Responda, com base no trecho para leitura:
(a) Quem é o suposto empregador do autor?
(b) Em que período o autor estudou, segundo as declarações de frequência escolar?
(c) O que a certidão da JUCESP comprova?

**Trecho para leitura**.
──────────
Do que se extrai dos depoimentos das testemunhas, tratava-se de empreendimento familiar, sendo que tanto o autor, como seu pai (Aleixo Ronchi), eram vistos no estabelecimento exercendo atividades do comércio.
Não soa irrazoável que o autor, ainda criança e durante sua adolescência, tenha exercido atividades, ainda que eventualmente, no referido armazém. Aliás, dessa conclusão não se afastou o julgado rescindendo, ao ponderar que "para comprovação do efetivo labor urbano em estabelecimento familiar necessário se faz a apresentação de elementos específicos que comprovem a relação de subordinação, a habitualidade e o cumprimento de horário de trabalho".
O que se questionou foi a existência de vínculo empregatício entre o autor e referida empresa individual, para fins de seu reconhecimento como tempo de serviço no âmbito previdenciário. Vale dizer, cumpriu ao julgador originário verificar se restou comprovado que, no exercício da atividade no estabelecimento comercial familiar, a relação jurídica estabelecida se caracterizava pela pessoalidade, habitualidade, subordinação e onerosidade, na forma do artigo 3º da CLT.
Quanto ao ponto, cabe ressaltar que a legislação previdenciária, salvo na ocorrência de motivo de força maior ou caso fortuito, exige prova material indiciária da atividade laborativa para o reconhecimento de tempo de serviço, na forma do artigo 55, § 3º, da Lei n.º 8.213/91, sendo este o mesmo entendimento da jurisprudência pacífica de nossos tribunais (confira-se: STJ, 1ª Turma, AgRg/AREsp 82633, rel. Min. Napoleão Nunes Maia Filho, DJe 09.03.2016; Súmula STJ 149; TRF3, 3ª Seção, EI 00019249820074036105, rel. Des. Fed. Luiz Stefanini, DJe 25.11.2016).
Não é demais lembrar que a concessão dos benefícios previdenciários mantidos pelo Regime Geral de Previdência Social deve observar as estritas hipóteses legais, dado o caráter contributivo do sistema e a necessidade de preservação do seu equilíbrio financeiro e atuarial.
Os documentos apresentados pelo autor para comprovação do suposto vínculo empregatício consistem em declarações escolares, certidão da JUCESP, declarações do suposto empregador (seu irmão) e declarações de terceiros.
As declarações de frequência escolar, indicando que o autor cursou o período noturno, não constituem prova do exercício de atividade laborativa pelo autor no período diurno, tampouco que teria se dado na empresa familiar.
A certidão da JUCESP apenas comprova a existência da firma individual e nada diz respeito à existência de vínculo empregatício com qualquer pessoa, inclusive o autor.
As declarações de terceiros, por seu turno, caracterizam-se como depoimentos unilaterais reduzidos a termo e não se prestam a servir de início de prova material. Além do mais, são extemporâneas e não foram submetidas, na sua produção, ao contraditório.
No que tange especificamente à declaração do suposto empregador, irmão do autor, cabe acrescer que não consta qualquer sinal indicativo de que tenha sido efetivamente emitida na data indicada, não constando reconhecimento de firma contemporâneo ou protocolo na entidade de ensino à qual se destinava.
Assim, a conclusão do julgador originário quanto à ausência de início de prova material do alegado vínculo empregatício não transborda do razoável, conforme devidamente fundamentado.
──────────
**Material fornecido**.
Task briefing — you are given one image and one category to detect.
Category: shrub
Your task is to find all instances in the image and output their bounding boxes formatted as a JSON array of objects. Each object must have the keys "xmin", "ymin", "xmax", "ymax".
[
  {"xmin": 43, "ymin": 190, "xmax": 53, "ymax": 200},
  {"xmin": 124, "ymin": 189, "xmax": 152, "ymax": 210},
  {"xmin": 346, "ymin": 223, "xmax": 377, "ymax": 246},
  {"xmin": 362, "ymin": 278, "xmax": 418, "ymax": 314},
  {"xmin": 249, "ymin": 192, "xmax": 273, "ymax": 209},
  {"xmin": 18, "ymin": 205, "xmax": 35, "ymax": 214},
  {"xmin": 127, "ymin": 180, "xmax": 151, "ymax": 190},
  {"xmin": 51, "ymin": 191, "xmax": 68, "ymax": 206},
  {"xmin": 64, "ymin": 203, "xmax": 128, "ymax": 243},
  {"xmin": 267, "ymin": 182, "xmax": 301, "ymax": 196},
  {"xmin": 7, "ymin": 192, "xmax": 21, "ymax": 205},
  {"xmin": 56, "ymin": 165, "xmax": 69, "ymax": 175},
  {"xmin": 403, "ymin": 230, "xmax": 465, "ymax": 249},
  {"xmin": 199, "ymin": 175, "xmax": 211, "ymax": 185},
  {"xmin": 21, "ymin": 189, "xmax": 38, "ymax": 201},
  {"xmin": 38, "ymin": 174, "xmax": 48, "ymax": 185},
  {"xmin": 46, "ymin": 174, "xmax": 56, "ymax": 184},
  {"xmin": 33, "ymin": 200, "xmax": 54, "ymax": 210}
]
──────────
**Resposta completa**.
(a) O irmão do autor.
(b) No período noturno.
(c) Apenas a existência da firma individual.